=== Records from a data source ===
Segment Open

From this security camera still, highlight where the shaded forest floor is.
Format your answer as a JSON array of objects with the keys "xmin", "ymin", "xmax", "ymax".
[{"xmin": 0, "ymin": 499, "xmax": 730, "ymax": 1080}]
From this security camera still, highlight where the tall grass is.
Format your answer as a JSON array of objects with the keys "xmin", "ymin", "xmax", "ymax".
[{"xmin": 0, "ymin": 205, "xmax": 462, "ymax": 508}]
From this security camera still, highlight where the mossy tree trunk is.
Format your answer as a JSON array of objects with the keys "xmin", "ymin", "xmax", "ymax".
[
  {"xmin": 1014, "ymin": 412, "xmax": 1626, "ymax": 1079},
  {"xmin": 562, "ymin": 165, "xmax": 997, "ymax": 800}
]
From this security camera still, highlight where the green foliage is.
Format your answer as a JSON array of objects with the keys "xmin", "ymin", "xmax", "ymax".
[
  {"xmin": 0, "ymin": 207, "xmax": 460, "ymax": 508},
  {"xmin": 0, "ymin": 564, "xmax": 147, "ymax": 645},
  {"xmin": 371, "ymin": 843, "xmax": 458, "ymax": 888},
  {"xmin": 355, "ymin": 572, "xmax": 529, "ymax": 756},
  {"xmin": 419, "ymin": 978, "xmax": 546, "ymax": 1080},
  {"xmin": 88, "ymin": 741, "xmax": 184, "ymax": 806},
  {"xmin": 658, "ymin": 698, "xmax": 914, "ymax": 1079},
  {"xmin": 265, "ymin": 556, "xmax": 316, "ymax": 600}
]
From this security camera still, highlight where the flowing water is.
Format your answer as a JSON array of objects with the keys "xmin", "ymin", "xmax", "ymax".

Segment Closed

=== Brief ===
Pull from the data each line where the string "security" turns up.

=== Output of the task ===
From this security camera still, highlight where the shaded forest floor is.
From this security camera still, highlight where the tall grass is.
From this security camera still, highlight where the mossy tree trunk is.
From this security camera still, highlight where the green foliage is.
From this security camera still, highlight where the flowing water is.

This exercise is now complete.